- AUFGABE
Stimmen die folgenden Aussagen mit dem Lesetext zur Arzneimittelinitiative überein? Antworten Sie jeweils mit Ja oder Nein und zitieren Sie die entscheidenden Worte des Textes wörtlich.
1. Die Ärzte verschreiben bei dem Modell nur den Wirkstoff.
2. Die AOK plus unterstützt die Initiative vorerst für drei Jahre.
3. Für die Beratung bei der Einschreibung zahlt die Kasse 21 Euro.

Beim "Armin"-Modell wählen die Apotheker das Medikament aus, nachdem die Ärzte nur den Wirkstoff verschrieben haben.

© Klaus Rose

BERLIN. Mit mehreren Millionen Euro unterstützt die AOK plus in Sachsen und Thüringen für vorerst fünf Jahre die Arzneimittelinitiative "Armin" von Kassenärztlichen Vereinigungen und Apothekerverbänden.

Ärzte, die sich der Initiative gegen die Folgen schädlicher Polymedikation chronisch kranker und älterer Patienten anschließen, können davon profitieren.

Die Beratung der Patienten bei der Einschreibung entgelte die Kasse mit 94,50 Euro, sagte AOK plus-Chef Rainer Striebel bei der Vorstellung des Projektes am Donnerstag in Berlin. In der Folge fließe dann ein Honorar von 21 Euro je Patient und Quartal, so Striebel.

- BEREITGESTELLTES MATERIAL
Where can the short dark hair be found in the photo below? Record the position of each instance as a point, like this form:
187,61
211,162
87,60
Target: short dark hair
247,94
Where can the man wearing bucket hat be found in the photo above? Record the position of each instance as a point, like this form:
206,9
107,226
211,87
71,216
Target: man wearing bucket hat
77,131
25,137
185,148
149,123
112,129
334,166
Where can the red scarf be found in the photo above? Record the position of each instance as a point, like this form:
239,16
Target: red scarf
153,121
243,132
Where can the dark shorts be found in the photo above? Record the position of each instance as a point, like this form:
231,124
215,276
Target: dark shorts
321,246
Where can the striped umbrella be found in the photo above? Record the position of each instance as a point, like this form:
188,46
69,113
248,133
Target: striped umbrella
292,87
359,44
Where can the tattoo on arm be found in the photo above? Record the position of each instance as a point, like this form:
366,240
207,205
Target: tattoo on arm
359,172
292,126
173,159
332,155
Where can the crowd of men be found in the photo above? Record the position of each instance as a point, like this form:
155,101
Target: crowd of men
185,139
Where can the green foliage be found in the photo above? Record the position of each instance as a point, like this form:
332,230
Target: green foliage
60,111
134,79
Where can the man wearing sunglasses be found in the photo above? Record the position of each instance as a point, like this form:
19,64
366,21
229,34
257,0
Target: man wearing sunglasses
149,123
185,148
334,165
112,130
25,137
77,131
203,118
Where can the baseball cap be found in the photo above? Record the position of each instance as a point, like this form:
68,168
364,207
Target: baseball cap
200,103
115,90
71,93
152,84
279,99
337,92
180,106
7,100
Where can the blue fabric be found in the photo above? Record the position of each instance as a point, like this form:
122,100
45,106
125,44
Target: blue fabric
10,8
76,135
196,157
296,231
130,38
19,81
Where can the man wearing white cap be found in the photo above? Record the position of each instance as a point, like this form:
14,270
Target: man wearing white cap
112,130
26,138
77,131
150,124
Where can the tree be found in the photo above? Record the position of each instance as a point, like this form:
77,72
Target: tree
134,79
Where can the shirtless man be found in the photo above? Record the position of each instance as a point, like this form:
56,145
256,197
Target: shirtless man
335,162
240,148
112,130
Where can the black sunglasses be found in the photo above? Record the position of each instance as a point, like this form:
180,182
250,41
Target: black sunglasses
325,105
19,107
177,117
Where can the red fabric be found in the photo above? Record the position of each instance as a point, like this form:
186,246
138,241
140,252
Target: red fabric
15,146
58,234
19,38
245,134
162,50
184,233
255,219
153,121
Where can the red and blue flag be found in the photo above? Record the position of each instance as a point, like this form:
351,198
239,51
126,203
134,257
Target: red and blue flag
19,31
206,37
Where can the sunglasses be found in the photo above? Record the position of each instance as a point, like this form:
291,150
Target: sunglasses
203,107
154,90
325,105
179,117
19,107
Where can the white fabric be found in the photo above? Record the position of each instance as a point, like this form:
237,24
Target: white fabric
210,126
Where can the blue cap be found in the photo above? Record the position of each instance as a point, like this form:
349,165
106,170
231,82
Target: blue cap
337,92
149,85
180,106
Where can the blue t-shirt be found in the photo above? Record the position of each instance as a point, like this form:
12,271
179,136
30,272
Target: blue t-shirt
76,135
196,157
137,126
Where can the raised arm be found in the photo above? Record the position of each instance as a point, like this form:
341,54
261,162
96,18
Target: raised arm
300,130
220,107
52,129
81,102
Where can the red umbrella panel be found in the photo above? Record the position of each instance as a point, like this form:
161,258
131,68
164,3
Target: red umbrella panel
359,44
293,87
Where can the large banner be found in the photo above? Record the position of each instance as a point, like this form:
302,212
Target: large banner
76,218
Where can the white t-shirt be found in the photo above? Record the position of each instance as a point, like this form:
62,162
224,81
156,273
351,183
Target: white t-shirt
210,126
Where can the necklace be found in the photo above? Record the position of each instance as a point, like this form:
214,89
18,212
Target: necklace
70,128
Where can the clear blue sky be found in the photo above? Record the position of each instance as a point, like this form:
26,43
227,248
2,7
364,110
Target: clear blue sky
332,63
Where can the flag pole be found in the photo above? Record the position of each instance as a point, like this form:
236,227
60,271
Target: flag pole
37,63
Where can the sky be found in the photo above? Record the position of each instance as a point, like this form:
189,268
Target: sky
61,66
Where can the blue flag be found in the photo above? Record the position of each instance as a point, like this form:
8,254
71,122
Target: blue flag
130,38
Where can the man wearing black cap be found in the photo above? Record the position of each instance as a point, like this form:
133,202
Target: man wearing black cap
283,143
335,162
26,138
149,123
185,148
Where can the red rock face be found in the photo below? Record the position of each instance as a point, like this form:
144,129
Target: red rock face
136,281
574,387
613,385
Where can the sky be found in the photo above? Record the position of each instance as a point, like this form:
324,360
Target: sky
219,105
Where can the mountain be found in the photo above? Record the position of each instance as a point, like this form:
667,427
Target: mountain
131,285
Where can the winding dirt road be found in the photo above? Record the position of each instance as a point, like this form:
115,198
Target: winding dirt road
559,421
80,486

==

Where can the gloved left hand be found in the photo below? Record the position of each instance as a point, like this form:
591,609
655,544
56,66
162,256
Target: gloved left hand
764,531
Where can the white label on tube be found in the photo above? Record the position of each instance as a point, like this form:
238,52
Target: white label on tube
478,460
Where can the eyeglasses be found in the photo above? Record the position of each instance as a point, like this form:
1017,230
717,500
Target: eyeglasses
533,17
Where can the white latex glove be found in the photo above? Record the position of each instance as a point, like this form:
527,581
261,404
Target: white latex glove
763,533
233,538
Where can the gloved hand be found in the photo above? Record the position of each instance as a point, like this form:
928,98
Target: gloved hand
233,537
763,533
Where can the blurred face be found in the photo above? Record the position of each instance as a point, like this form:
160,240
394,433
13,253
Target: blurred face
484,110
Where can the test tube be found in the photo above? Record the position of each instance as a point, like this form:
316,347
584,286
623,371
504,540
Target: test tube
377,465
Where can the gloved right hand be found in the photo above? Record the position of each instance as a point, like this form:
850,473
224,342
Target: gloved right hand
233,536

--

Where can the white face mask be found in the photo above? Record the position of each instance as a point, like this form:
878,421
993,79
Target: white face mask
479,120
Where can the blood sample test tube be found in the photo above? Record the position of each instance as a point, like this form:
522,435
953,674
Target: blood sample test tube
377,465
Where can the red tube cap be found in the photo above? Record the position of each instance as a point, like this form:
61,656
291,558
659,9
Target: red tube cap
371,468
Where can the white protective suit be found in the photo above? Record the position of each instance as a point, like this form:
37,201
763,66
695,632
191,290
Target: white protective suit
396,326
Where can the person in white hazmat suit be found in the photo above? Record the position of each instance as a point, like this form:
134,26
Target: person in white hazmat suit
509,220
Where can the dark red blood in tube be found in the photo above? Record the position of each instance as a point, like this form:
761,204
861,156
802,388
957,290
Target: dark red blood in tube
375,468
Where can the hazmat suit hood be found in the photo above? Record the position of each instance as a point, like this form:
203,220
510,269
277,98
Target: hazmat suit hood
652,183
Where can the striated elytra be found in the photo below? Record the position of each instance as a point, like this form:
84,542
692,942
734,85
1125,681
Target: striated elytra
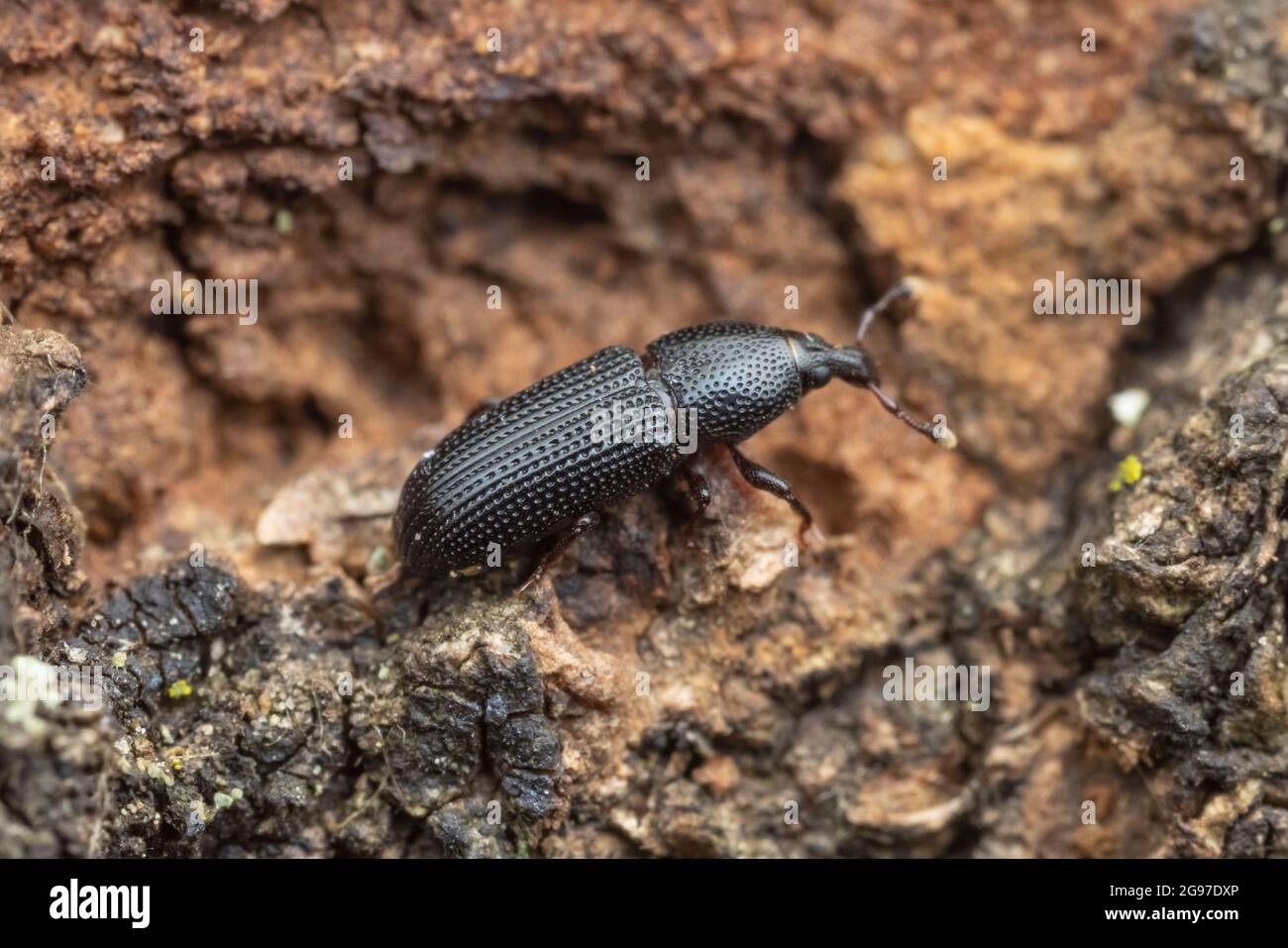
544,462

- ANTWORT
1. Ja: „nachdem die Ärzte nur den Wirkstoff verschrieben haben“
2. Nein: „für vorerst fünf Jahre“
3. Nein: „Die Beratung der Patienten bei der Einschreibung entgelte die Kasse mit 94,50 Euro“